### PROBLEM TO WORK ON
Quote the entries word for word, starting at the first line and ending at the line that contains "rough mask: <svg".

==== SOURCE MATERIAL

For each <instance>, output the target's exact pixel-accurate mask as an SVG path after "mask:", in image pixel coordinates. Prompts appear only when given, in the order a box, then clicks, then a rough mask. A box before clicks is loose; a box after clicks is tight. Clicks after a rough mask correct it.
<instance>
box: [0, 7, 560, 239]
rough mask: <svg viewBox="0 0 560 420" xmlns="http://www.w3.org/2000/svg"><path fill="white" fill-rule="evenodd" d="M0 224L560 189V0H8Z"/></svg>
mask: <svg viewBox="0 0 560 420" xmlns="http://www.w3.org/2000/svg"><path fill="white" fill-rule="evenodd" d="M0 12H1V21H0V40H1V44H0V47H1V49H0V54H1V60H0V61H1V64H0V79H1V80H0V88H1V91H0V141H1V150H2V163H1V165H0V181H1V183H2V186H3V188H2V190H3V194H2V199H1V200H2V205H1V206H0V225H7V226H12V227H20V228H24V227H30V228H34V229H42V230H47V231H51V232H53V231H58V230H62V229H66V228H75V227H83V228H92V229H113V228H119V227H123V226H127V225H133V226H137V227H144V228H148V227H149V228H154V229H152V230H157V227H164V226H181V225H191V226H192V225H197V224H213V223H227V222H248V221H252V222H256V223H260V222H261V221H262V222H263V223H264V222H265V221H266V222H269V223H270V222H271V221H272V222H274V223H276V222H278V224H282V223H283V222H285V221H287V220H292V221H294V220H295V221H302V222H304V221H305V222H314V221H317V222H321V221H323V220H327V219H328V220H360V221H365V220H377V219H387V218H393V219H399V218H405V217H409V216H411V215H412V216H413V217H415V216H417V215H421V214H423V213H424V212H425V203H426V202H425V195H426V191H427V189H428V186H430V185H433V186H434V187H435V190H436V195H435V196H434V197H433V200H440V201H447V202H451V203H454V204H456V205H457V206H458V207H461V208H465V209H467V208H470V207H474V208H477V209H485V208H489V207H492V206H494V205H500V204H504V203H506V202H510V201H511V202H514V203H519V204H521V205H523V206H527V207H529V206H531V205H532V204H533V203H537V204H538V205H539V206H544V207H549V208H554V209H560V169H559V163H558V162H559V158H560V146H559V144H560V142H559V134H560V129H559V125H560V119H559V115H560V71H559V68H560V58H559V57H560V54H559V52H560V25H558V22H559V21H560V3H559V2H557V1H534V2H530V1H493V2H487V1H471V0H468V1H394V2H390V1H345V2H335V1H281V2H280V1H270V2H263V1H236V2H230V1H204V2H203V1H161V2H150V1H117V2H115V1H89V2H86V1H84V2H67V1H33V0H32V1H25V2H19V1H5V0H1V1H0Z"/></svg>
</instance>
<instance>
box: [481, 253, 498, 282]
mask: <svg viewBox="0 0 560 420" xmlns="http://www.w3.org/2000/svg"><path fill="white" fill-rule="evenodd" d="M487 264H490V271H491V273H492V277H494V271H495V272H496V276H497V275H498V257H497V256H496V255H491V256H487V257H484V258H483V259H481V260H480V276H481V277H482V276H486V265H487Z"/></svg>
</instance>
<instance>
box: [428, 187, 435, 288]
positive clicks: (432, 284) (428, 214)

========

### SOLUTION
For each <instance>, output the target's exact pixel-accurate mask as an SVG path after "mask:", in image pixel coordinates. Prompts appear only when given, in the order a box, then clicks, then a rough mask. A box before clicks is loose; a box after clicks is tight. Clicks after a rough mask correct it.
<instance>
box: [0, 7, 560, 239]
rough mask: <svg viewBox="0 0 560 420" xmlns="http://www.w3.org/2000/svg"><path fill="white" fill-rule="evenodd" d="M0 224L560 189V0H8Z"/></svg>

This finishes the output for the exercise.